(Excerpts from point annotation data)
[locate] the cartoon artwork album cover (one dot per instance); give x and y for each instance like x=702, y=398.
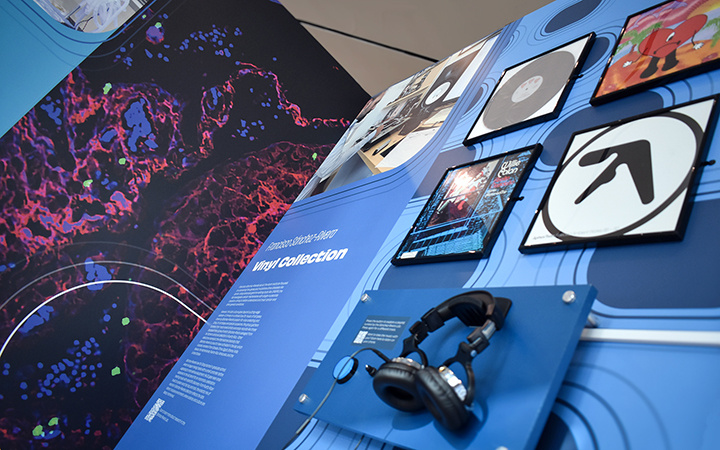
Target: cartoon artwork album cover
x=661, y=44
x=135, y=193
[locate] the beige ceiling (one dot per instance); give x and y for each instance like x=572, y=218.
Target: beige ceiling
x=358, y=32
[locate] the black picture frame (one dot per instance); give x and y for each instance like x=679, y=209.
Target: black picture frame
x=604, y=190
x=643, y=58
x=467, y=209
x=531, y=92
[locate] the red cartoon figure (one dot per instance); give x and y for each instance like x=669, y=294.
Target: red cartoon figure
x=664, y=43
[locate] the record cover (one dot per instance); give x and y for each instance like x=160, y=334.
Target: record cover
x=626, y=182
x=466, y=211
x=661, y=44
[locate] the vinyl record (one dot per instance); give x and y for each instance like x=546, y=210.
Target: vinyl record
x=529, y=90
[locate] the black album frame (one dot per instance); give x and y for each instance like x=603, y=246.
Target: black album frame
x=531, y=92
x=627, y=182
x=658, y=50
x=464, y=215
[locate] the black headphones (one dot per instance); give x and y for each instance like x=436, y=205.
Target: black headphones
x=410, y=386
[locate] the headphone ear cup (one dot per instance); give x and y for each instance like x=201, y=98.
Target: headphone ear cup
x=440, y=398
x=394, y=383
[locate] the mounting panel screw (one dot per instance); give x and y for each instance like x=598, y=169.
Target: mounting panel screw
x=569, y=297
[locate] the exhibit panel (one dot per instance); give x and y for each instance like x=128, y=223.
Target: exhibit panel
x=655, y=305
x=135, y=192
x=588, y=320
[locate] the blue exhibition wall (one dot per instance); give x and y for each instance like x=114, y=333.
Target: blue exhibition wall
x=640, y=375
x=643, y=377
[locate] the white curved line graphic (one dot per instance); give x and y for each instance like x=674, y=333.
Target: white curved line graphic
x=92, y=283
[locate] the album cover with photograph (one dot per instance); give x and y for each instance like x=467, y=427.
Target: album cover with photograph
x=626, y=182
x=400, y=121
x=466, y=211
x=531, y=92
x=666, y=42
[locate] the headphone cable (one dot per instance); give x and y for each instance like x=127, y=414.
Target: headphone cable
x=332, y=386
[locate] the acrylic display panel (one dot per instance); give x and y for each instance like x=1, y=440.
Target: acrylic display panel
x=666, y=42
x=530, y=92
x=465, y=213
x=624, y=182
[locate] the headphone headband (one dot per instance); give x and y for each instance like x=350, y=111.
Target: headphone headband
x=474, y=309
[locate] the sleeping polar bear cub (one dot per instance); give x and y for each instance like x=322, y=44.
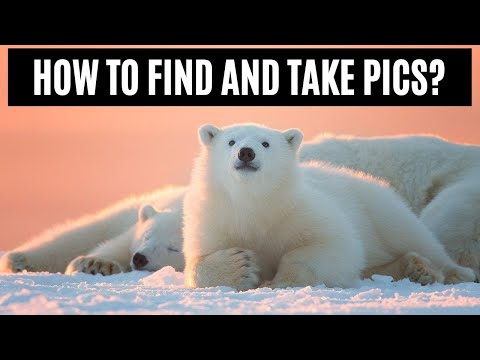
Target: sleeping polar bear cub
x=254, y=216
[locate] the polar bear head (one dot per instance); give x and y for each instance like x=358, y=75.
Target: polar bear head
x=157, y=240
x=250, y=156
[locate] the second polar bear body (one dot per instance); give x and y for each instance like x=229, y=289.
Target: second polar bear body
x=269, y=219
x=438, y=179
x=106, y=242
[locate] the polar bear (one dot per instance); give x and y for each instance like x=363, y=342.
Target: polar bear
x=253, y=215
x=142, y=232
x=439, y=180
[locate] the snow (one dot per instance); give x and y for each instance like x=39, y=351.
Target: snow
x=163, y=292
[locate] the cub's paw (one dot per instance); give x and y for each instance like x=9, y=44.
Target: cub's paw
x=93, y=265
x=459, y=274
x=14, y=262
x=419, y=269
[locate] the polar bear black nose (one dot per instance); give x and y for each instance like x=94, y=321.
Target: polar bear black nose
x=139, y=260
x=246, y=154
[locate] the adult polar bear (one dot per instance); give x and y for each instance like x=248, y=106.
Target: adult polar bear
x=129, y=234
x=440, y=181
x=253, y=216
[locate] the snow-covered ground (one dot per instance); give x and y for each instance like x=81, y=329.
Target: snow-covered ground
x=163, y=293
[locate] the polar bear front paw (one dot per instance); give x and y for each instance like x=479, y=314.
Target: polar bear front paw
x=420, y=270
x=93, y=265
x=459, y=274
x=246, y=273
x=14, y=262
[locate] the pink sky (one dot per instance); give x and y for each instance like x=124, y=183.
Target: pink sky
x=57, y=163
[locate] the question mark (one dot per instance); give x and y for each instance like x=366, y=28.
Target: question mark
x=437, y=66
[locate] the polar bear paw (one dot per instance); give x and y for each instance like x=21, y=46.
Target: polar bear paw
x=459, y=274
x=14, y=262
x=234, y=267
x=93, y=265
x=420, y=270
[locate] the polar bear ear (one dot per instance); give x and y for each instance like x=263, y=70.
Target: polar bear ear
x=294, y=138
x=206, y=134
x=146, y=212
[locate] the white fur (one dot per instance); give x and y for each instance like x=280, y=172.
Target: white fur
x=439, y=180
x=295, y=225
x=105, y=242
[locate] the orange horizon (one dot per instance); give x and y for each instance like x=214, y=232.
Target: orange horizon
x=58, y=163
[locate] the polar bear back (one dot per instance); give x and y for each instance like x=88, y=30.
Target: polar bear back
x=416, y=166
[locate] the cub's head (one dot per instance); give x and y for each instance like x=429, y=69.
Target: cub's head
x=250, y=154
x=158, y=240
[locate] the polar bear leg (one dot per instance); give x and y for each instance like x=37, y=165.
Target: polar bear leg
x=454, y=218
x=234, y=267
x=412, y=266
x=314, y=265
x=111, y=257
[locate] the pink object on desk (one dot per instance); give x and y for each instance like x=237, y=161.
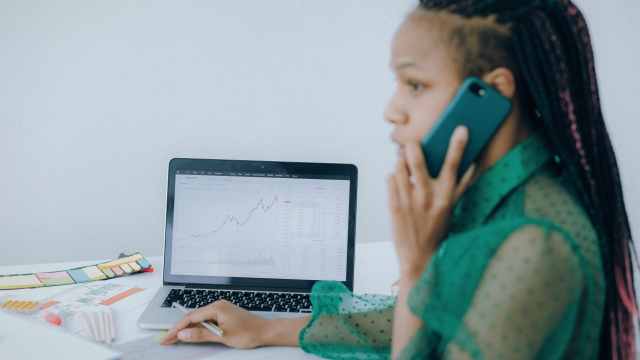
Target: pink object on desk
x=53, y=318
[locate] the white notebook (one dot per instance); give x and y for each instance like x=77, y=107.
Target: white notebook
x=23, y=338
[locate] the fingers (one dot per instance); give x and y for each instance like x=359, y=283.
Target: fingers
x=455, y=151
x=209, y=312
x=197, y=334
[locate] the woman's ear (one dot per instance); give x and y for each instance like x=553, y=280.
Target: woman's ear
x=503, y=80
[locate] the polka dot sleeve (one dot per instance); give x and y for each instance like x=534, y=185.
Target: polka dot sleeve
x=518, y=297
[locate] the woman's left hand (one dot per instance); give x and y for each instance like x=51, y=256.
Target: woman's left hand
x=421, y=205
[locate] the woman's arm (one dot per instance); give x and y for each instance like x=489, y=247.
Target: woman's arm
x=283, y=332
x=405, y=323
x=242, y=329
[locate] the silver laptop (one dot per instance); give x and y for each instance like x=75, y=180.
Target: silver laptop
x=256, y=233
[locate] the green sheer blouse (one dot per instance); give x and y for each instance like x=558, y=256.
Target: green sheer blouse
x=518, y=276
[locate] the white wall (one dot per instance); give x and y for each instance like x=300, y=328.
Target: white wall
x=96, y=97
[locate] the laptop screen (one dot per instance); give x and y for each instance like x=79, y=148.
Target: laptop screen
x=243, y=224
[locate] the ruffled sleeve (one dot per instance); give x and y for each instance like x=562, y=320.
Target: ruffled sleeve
x=344, y=325
x=504, y=291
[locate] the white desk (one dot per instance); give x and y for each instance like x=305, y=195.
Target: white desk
x=375, y=270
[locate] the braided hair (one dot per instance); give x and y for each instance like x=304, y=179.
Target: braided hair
x=551, y=51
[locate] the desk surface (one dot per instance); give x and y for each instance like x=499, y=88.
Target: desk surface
x=375, y=270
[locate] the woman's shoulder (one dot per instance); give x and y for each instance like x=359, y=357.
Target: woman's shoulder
x=542, y=220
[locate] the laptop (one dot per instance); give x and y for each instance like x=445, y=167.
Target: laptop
x=256, y=233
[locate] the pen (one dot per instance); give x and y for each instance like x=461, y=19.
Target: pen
x=211, y=327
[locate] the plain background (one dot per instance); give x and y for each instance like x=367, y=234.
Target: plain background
x=97, y=96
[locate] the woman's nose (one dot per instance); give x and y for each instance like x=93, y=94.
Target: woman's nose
x=393, y=114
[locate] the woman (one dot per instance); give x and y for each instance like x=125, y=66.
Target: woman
x=528, y=255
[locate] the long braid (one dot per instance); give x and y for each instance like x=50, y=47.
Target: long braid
x=553, y=55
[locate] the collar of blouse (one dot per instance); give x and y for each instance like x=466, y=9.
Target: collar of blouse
x=497, y=182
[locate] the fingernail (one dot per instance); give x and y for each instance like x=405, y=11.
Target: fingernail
x=462, y=130
x=184, y=335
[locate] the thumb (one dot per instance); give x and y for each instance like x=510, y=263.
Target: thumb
x=197, y=334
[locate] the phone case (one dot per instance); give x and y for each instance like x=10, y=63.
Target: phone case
x=480, y=108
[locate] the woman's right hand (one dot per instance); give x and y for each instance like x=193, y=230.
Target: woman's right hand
x=241, y=328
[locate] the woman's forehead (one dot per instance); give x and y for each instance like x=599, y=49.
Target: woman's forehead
x=417, y=43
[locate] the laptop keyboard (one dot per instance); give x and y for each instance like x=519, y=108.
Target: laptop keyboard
x=250, y=300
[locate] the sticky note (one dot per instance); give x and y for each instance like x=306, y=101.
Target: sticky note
x=55, y=278
x=117, y=270
x=126, y=268
x=94, y=273
x=19, y=281
x=134, y=265
x=79, y=275
x=109, y=273
x=144, y=263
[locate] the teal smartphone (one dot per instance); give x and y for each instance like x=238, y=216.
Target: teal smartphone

### What you have to do
Could you convert everything above from the line containing "[locate] the exhibit" down to the line containing "x=643, y=377" into a Markdown table with the columns Row and Text, numbering the rows and leaving out any blank lines?

### Task solution
| Row | Text |
|---|---|
| 1 | [locate] the exhibit panel (one dot per instance); give x and y for each instance like x=128, y=223. |
| 2 | Target: exhibit panel |
| 3 | x=655, y=305 |
| 4 | x=135, y=192 |
| 5 | x=588, y=320 |
| 6 | [locate] the blue exhibition wall (one dot per instance); give x and y for each instance like x=114, y=333. |
| 7 | Target: blue exhibition wall |
| 8 | x=640, y=375 |
| 9 | x=643, y=377 |